━━ Given data

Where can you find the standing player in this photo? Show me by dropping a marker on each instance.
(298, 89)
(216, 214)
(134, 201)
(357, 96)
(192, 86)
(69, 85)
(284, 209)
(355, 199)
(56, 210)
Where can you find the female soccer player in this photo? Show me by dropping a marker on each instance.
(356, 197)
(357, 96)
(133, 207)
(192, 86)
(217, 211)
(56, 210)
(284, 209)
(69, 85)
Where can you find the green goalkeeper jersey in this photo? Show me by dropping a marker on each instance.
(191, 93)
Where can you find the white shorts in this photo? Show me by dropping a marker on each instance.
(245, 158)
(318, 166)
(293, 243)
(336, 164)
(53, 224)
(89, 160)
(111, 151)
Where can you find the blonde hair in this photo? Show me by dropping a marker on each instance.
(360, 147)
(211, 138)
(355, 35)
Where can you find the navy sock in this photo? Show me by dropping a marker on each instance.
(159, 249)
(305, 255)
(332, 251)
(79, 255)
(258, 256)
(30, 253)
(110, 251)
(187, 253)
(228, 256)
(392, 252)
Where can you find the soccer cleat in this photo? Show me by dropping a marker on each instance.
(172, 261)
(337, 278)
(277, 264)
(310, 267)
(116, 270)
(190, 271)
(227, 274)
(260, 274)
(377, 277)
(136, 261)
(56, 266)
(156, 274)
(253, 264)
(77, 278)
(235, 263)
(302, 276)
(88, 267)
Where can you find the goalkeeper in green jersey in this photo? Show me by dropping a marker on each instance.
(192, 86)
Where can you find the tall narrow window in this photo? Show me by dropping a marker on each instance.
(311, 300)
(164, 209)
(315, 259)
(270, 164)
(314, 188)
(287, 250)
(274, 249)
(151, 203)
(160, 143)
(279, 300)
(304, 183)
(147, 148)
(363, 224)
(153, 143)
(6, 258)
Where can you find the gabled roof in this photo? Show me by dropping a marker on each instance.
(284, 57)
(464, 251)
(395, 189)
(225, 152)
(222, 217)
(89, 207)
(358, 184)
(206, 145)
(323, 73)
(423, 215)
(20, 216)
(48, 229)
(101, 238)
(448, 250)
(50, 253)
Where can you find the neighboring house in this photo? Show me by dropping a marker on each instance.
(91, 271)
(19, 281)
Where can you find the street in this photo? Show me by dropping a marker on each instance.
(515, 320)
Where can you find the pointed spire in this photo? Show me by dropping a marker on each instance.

━━━━

**What you will do:** Line by line, output the data precisely as shown above.

**Exercise solution:**
Where can you find the standing player in this photo? Show me by dropping a marker on each instance.
(298, 89)
(216, 214)
(134, 201)
(357, 96)
(192, 86)
(69, 85)
(284, 209)
(355, 199)
(56, 210)
Where can you find the female soccer player in this photo? Show me by dropping a marker on each instance.
(356, 197)
(357, 96)
(133, 207)
(192, 86)
(217, 211)
(56, 210)
(284, 209)
(69, 85)
Where can you find the green goalkeeper jersey in this photo? Show me by dropping a marker on each instance.
(191, 93)
Where can you find the white shorts in this photo? Show me by dropping a marker on each instance.
(245, 158)
(318, 166)
(293, 243)
(336, 164)
(53, 224)
(89, 160)
(111, 151)
Where can you find the blonde hair in this photo? Show me by dropping a marker on each instance.
(360, 147)
(211, 138)
(355, 35)
Where can you find the navy sock in this photo? Show me by dropping a marker on each instance.
(159, 249)
(305, 255)
(332, 251)
(79, 255)
(258, 256)
(30, 253)
(110, 251)
(187, 253)
(228, 256)
(392, 252)
Where can you find the soccer cleat in this photo? Show me by dropping a marker on each instance.
(172, 261)
(337, 278)
(277, 264)
(310, 267)
(116, 270)
(190, 271)
(227, 274)
(260, 274)
(377, 277)
(136, 261)
(56, 266)
(156, 274)
(253, 264)
(77, 278)
(235, 263)
(302, 276)
(88, 267)
Where can you find the goalkeeper in green jersey in this photo? Show me by dropping a marker on each instance.
(192, 86)
Where can you find the tall narrow window in this photo? Show me by dropping a marker on each instance.
(311, 300)
(164, 209)
(315, 259)
(270, 164)
(314, 188)
(287, 250)
(274, 249)
(151, 203)
(160, 143)
(279, 300)
(304, 183)
(147, 148)
(363, 224)
(153, 143)
(6, 258)
Where can you find the gabled roof in this photo? Show me by dropping a marker on each instance.
(284, 57)
(464, 251)
(395, 189)
(225, 152)
(222, 217)
(89, 207)
(358, 184)
(206, 145)
(323, 73)
(423, 215)
(20, 216)
(48, 229)
(101, 238)
(448, 250)
(50, 253)
Where can you find the neighboring house in this photo? Show me by dropping a marker on each instance.
(91, 271)
(19, 281)
Where can you find the street in this photo? Show me by dropping a marker on each instance.
(515, 320)
Where can you find the pointed spire in this photo? Show me by dropping a marker on each instance.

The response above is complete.